**Work request**.
Whatever the records say, repeat them exactly as given.

**Extracted records**.
━━━━━━━━

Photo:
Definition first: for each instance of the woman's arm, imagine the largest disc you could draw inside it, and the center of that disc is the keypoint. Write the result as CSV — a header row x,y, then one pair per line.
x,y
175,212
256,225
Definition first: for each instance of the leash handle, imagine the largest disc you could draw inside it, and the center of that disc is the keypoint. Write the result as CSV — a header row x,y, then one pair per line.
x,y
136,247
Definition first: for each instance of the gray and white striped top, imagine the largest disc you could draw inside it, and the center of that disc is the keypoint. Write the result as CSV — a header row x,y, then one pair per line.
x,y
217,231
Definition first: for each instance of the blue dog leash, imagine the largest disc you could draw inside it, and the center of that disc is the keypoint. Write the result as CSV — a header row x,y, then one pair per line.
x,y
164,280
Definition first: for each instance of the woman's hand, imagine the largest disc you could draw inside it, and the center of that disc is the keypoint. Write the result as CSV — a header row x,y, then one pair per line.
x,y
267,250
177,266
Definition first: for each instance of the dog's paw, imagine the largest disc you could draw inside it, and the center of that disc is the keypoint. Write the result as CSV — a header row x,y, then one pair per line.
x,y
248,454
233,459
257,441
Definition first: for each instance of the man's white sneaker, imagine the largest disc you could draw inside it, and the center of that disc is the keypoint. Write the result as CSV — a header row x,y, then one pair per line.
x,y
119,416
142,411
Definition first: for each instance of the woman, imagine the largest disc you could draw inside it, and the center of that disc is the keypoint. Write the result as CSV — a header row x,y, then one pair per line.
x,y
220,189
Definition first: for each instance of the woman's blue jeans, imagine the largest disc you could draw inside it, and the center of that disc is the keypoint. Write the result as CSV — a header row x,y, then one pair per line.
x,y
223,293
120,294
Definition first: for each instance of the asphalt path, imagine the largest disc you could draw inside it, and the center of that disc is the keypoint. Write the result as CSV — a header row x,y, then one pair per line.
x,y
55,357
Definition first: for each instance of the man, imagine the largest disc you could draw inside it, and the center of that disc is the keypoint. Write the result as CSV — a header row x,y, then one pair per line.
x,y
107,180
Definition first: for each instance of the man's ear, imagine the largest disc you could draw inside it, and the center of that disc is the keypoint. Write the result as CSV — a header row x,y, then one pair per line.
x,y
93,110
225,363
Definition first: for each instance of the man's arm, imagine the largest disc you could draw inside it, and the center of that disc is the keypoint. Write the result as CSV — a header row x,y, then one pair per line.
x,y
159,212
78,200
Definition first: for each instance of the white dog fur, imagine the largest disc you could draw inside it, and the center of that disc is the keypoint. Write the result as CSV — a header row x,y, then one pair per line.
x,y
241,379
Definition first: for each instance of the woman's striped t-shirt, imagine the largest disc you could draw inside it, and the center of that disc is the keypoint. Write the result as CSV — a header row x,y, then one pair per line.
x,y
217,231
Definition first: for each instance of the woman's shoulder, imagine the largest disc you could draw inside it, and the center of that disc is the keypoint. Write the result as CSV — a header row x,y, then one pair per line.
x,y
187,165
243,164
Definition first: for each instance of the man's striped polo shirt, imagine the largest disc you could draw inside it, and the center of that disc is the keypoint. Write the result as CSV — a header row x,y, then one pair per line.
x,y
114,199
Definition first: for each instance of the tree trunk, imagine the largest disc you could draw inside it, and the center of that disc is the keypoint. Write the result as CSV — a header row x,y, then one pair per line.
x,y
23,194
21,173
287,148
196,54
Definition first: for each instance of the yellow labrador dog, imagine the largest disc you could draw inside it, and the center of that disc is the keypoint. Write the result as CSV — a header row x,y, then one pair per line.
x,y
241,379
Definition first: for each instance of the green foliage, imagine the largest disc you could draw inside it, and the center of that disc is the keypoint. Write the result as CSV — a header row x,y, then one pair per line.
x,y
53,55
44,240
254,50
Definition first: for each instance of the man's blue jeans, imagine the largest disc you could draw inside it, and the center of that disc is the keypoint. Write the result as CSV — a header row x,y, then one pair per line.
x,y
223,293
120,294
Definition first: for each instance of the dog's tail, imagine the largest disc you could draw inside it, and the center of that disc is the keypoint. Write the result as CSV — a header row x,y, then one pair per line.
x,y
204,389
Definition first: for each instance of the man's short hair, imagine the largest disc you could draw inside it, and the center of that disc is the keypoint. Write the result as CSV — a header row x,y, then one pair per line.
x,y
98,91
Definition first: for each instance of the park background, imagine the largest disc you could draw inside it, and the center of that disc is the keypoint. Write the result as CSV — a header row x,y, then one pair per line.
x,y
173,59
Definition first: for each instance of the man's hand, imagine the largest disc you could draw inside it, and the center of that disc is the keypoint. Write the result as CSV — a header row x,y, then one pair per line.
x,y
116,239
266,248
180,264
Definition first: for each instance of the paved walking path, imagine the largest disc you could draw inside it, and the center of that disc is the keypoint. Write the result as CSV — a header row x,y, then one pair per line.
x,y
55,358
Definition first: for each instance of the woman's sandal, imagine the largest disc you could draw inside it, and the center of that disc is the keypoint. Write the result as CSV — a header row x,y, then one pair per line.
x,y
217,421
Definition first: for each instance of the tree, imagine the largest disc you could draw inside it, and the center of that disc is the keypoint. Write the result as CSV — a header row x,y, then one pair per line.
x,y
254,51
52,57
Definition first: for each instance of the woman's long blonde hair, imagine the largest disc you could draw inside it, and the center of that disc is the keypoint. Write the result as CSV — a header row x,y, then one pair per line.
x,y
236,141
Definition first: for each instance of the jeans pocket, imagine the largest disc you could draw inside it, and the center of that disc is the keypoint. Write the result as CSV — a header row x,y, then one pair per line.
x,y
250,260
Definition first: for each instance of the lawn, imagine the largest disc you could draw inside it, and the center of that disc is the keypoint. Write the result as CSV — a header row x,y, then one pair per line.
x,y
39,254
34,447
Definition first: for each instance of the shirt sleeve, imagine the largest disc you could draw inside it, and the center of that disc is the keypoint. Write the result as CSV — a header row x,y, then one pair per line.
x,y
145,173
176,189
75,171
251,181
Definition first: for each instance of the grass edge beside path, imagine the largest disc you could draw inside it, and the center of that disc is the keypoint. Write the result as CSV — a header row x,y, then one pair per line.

━━━━━━━━

**Answer to this task**.
Photo:
Definition first: for each instance of the woman's arm, imagine the largest disc you could draw inside it, and the center of that disc is the keypoint. Write the result as CSV — a header row x,y, then one pair per line.
x,y
175,212
256,225
Definition first: for each instance of the leash handle, imagine the largest disc you could draw inside it, and the center of that disc is the keypoint. Write the result as CSV — a header row x,y, then one pair per line.
x,y
136,247
Definition first: for each instance of the gray and white striped top, imagine the largest disc you could draw inside it, and the center of that disc is the keypoint. Write the result as CSV — a header row x,y, then one pair per line.
x,y
217,231
Definition first: for each instance of the blue dog leash, imagine the largest disc you could draw inside it, and the center of that disc is the keypoint. Write the result as CSV — a header row x,y, then one pair per line.
x,y
164,280
Definition first: for each instance of the woman's hand, imagine the largest disc you could draw inside it, and the center of that disc is the keypoint. Write the result as CSV — a header row x,y, then one pair per line.
x,y
267,250
177,266
Definition first: for each instance of the dog's paw, imagine the largest disc you could draw inside it, and the center of that disc is the keypoint. Write the result as CSV — a header row x,y, then one pair per line.
x,y
248,454
233,459
257,441
Definition first: for each instance of the man's white sneaker, imagine the largest disc you could draw inside it, and the center of that disc is the keypoint. Write the result as CSV — a header row x,y, then one pair per line.
x,y
119,416
142,411
Definition first: for each instance of the woman, imagine the largest disc you could draw inside it, and the center of that disc is the keypoint. Write the result as CSV — a header row x,y, then one pair per line.
x,y
220,189
Definition first: for each instance of the woman's blue jeans, imagine the largest disc you could draw inside it, and the center of that disc is the keypoint. Write the result as CSV — a header row x,y, then one pair per line.
x,y
223,293
120,294
Definition first: for each instance of the asphalt path, imagine the largest disc you could draw inside it, and the center of that disc is the keypoint. Write the result as CSV — a header row x,y, then one pair per line.
x,y
55,357
Definition first: for each instance of the man, imagine the largest disc you could draw inside it, and the center of that disc is the keypoint. Write the result as CSV — a header row x,y, then one pair per line.
x,y
107,180
Definition first: for each instance of the man's ear, imagine the largest disc you could draw inside it, and the center of that disc is the keypoint. Write the result as CSV — a header row x,y, then one pair per line.
x,y
93,110
225,363
Definition first: for each instance of the man's arm, imagine the largest disc you could draw inside it, and the center of that disc is the keypoint. Write the result as CSV — a header row x,y, then one pair per line.
x,y
159,212
78,200
Definition first: for each instance of the white dog fur, imagine the largest disc you could draw inside it, and the center of that disc is the keypoint. Write the result as CSV — a header row x,y, then one pair per line.
x,y
241,379
Definition first: for each instance of the woman's striped t-shirt, imagine the largest disc you could draw inside it, and the center of that disc is the keypoint. Write the result as CSV — a header row x,y, then one pair per line.
x,y
217,231
Definition first: for each instance of the woman's shoulder, imagine the largest disc you could draw inside it, and the center of that disc is the keypoint. Write the result as CSV — a header row x,y, then one pair per line.
x,y
187,165
243,164
Definition first: for each instance of the man's striped polo shirt, imagine the largest disc you could draw inside it, and the center of that disc is the keypoint. Write the result as CSV — a header row x,y, then one pair per line.
x,y
114,199
Definition first: for each instance of the tree trunk, imagine the largest disc you could draw inside it, and the center of that disc is the keypoint. Write the result as CSV — a header row x,y, then one pair per line.
x,y
23,194
21,173
287,148
196,54
Definition first: for each instance of the yellow labrador dog, imagine the largest disc you could draw inside it, and the center of that disc is the keypoint. Write the result as CSV — a header row x,y, then one pair per line.
x,y
241,379
Definition first: for each instance of the green foliage, imagine the largest disc you could draw inside it, and the center of that disc is the keypoint. Write the result as CSV — a header row x,y, then one pair per line.
x,y
53,55
44,240
254,50
Definition first: for each instance of the man's blue jeans, imagine the largest disc you could draw inside it, and the center of that disc is the keypoint. Write the result as CSV — a header row x,y, then one pair per line.
x,y
223,293
120,294
Definition first: for each instance of the dog's tail, imagine the largest disc you could draw inside it, and the center of that disc is the keypoint. Write the result as CSV — a header row x,y, then one pair per line.
x,y
204,389
Definition first: for each instance of the man's short hair, imagine the largest disc you could draw inside it, and the center of that disc is the keypoint. Write the result as CSV — a header row x,y, then one pair per line.
x,y
98,91
Definition first: for each instance of the park background, imagine the largest disc you could draw inside it, and the center of that disc is the keypoint. Write the result as CSV — a header row x,y, then one pair per line.
x,y
173,59
Definition first: for each instance of the man's hand, imagine the largest disc you could draw inside it, and the center of that disc is the keypoint. Write the result as CSV — a header row x,y, then one pair per line.
x,y
116,239
266,248
180,264
Definition first: for each instance of the paved walking path, imagine the largest disc you could draw inside it, and the center of that disc is the keypoint. Write the result as CSV — a header row x,y, then one pair per line.
x,y
55,358
Definition first: for each instance of the woman's sandal, imagine the largest disc you could draw inside it, and the center of that disc is the keypoint. Write the result as CSV — a header row x,y, then one pair per line.
x,y
217,421
Definition first: for each instance of the tree, imagine the largest disc you could draw inside it, and the center of that disc is the keypoint. Write the result as CSV — a header row x,y, then one pair per line.
x,y
254,51
52,57
Definition first: for each instance of the woman's long blonde hair, imagine the largest disc you could draw inside it, and the center of that disc is the keypoint. Write the result as CSV — a header row x,y, then one pair per line.
x,y
236,141
Definition first: for each instance of the jeans pocket, imagine the largest disc you could draw inside it, and the center of that disc is the keypoint. Write the result as CSV — a header row x,y, then one pair per line.
x,y
250,260
Definition first: for each instance of the lawn, imagine the largest disc you could draw inside it, and the center of that disc is the keypoint. Write the result as CSV — a header row x,y, then one pair per line.
x,y
39,254
34,447
Definition first: for each instance of the shirt sleeve, imagine the largest disc you could draw inside it, and the center of that disc is the keypoint. Write the result as CSV — a header row x,y, then one pair per line.
x,y
145,173
176,189
75,171
251,181
Definition first: for each instance of the grass edge beside path, imagine the largest disc you could draw inside it, and the center of that disc is the keypoint. Write the result as CSV — a header row x,y, then one pair per line.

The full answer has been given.